* The problem
Restate the entries below exactly. Images are not part of the copy.

+++

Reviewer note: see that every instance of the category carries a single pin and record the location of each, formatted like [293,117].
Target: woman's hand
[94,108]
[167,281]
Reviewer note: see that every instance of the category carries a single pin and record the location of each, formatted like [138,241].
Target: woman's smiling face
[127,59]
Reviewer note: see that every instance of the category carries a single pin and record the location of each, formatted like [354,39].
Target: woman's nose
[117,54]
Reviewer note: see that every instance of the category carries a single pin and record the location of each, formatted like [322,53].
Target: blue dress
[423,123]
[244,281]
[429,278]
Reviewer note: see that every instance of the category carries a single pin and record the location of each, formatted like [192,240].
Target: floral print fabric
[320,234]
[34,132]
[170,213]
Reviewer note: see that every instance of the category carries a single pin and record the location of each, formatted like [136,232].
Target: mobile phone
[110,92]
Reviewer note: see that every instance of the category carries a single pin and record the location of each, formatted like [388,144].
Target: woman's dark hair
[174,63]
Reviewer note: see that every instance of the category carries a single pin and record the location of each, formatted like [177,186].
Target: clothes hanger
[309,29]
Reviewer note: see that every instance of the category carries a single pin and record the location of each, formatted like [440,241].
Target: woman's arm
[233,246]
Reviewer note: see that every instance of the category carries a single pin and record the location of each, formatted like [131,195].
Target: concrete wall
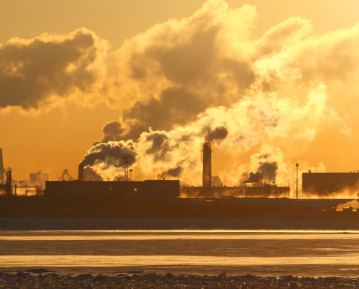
[146,189]
[326,184]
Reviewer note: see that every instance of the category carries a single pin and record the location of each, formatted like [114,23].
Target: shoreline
[121,223]
[43,278]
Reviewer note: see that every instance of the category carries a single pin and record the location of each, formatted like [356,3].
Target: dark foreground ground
[42,278]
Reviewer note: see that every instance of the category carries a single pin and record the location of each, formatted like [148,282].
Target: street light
[296,191]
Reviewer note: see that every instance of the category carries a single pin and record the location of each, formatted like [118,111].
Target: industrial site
[255,196]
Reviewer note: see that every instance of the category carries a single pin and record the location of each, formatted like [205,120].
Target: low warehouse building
[146,190]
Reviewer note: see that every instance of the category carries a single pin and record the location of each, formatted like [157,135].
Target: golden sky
[281,79]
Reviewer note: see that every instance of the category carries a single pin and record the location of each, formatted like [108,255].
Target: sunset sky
[265,81]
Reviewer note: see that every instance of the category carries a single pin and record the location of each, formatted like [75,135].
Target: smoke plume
[218,133]
[50,67]
[260,100]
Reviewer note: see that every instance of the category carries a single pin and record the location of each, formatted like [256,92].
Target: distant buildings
[39,178]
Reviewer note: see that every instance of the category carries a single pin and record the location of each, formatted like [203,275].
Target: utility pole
[131,170]
[296,192]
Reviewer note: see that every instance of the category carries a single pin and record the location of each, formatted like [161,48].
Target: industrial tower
[2,170]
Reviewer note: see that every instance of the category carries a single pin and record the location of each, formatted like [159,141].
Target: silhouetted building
[216,181]
[144,190]
[39,178]
[81,173]
[238,192]
[2,170]
[330,184]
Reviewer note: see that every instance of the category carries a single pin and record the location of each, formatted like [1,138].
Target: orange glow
[283,85]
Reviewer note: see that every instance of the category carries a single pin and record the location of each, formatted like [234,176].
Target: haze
[264,81]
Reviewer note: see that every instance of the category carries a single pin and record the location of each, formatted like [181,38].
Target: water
[269,253]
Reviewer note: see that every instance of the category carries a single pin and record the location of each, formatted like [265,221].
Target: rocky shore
[42,278]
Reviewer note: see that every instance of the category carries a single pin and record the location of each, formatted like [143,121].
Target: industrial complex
[314,185]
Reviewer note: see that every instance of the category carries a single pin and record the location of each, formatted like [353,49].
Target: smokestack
[81,172]
[207,166]
[8,181]
[2,171]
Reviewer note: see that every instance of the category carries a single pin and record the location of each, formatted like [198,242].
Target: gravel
[169,280]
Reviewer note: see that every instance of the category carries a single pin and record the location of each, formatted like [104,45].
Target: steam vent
[207,166]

+++

* Solution for this exercise
Reviewer note: see that every instance of the category carries a single pin and record the location of each, formatted like [293,117].
Target: woman's hand
[94,108]
[167,281]
Reviewer note: see that every instance of the category carries a single pin and record the location of each, formatted like [138,241].
Target: woman's smiling face
[127,59]
Reviewer note: see that every instance of the category carries a single pin and record the location of each, formatted like [354,39].
Target: woman's nose
[117,54]
Reviewer note: see that every instance of the category carries a single pin and record the location of each, formatted like [322,53].
Target: blue dress
[423,123]
[244,281]
[429,278]
Reviewer note: see that every instance of the category carries a single pin and record the location of each, formatted like [192,240].
Target: floral print fabric
[320,234]
[34,132]
[170,213]
Reviewer note: see that every instance of the category carries a single pin and record the location of each, formatted like [136,232].
Target: mobile phone
[110,92]
Reviewer note: see that every instance of the category carries a single pin and record the location of each, formatted like [388,144].
Target: woman's dark hair
[174,63]
Reviewer note: see that every instance of the category carries a single pin and record the location of each, formatted like [177,186].
Target: clothes hanger
[309,29]
Reviewer note: see that every instance of the category carries a single pin and record the location of each, formatted like [440,241].
Target: woman's arm
[233,246]
Reviewer note: see that every instance of the category carries a single pin and record the location of each, formatted like [131,195].
Target: concrete wall
[146,189]
[326,184]
Reviewer note: see that every instance of the category carries a single pin and record the location of each, formatted like [114,23].
Target: shoreline
[121,223]
[43,278]
Reviewer note: see that every instance of the category carries a single pin and record the location of each, formatted like [356,3].
Target: dark foreground ground
[42,278]
Reviewer note: see that every instance of the category carries a single pin and record the location of each, formatted like [148,282].
Target: street light
[296,191]
Reviewer note: see that every instance of the category carries a single pin and record the location of each, formatted like [118,111].
Target: industrial site
[255,196]
Reviewer note: see that every instance of the category carries a single pin and record the location of each, formatted like [205,120].
Target: low warehouse building
[146,190]
Reviewer note: see that every instance of the category carries a single pin and record the location of each, formatted like [157,135].
Target: golden sky
[281,79]
Reviewer note: see that every instance of the category carries a single pin and record the location of each, formatted like [108,255].
Target: sunset sky
[265,81]
Reviewer note: see that every instance of the category carries a single pin and record the location of each, formatted like [75,135].
Target: smoke plume
[218,133]
[50,67]
[260,100]
Reviewer note: see that every instance of the category carries a single pin and record the location of each, formatted like [256,92].
Target: distant buildings
[39,178]
Reviewer note: see that every instance of the category carries a single pin and record the location of each, formatted like [203,275].
Target: utility pole
[131,170]
[296,192]
Reviewer note: see that every instance of the category carries a single pin and record the location of each, formatted like [161,48].
Target: industrial tower
[2,170]
Reviewer note: see that every instance of the category carries a single pin and record the location of each, formatted like [159,141].
Target: silhouetted building
[216,181]
[144,190]
[39,178]
[81,173]
[238,192]
[2,170]
[330,184]
Reviewer note: see that every instance of the category carries a single pin and record the location of each, formatted like [1,138].
Target: orange glow
[283,85]
Reviewer note: see that every instance of the category carries a single pin and record the location of each, formatted like [234,176].
Target: haze
[264,81]
Reviewer note: see that every instance of the category carries a single pin and record the location of each, formatted like [181,38].
Target: water
[269,253]
Reviewer note: see that every instance of the category carries a single pin and record the location of each, formatted like [265,221].
Target: rocky shore
[42,278]
Reviewer note: see that every instance of the category carries a single pin and record the location of each, formatted like [143,121].
Target: industrial complex
[314,185]
Reviewer note: see that every instance of the category carries a single pin and record the location of each, formatted like [353,49].
Target: smokestack
[81,172]
[207,166]
[8,181]
[2,171]
Reviewer note: see that every instance of the category carries a single pin and record the location of each, formatted like [198,242].
Target: gravel
[169,280]
Reviewer note: see that every instance of the category carries a single pin and record the location of each, formatted like [104,45].
Target: steam vent
[207,166]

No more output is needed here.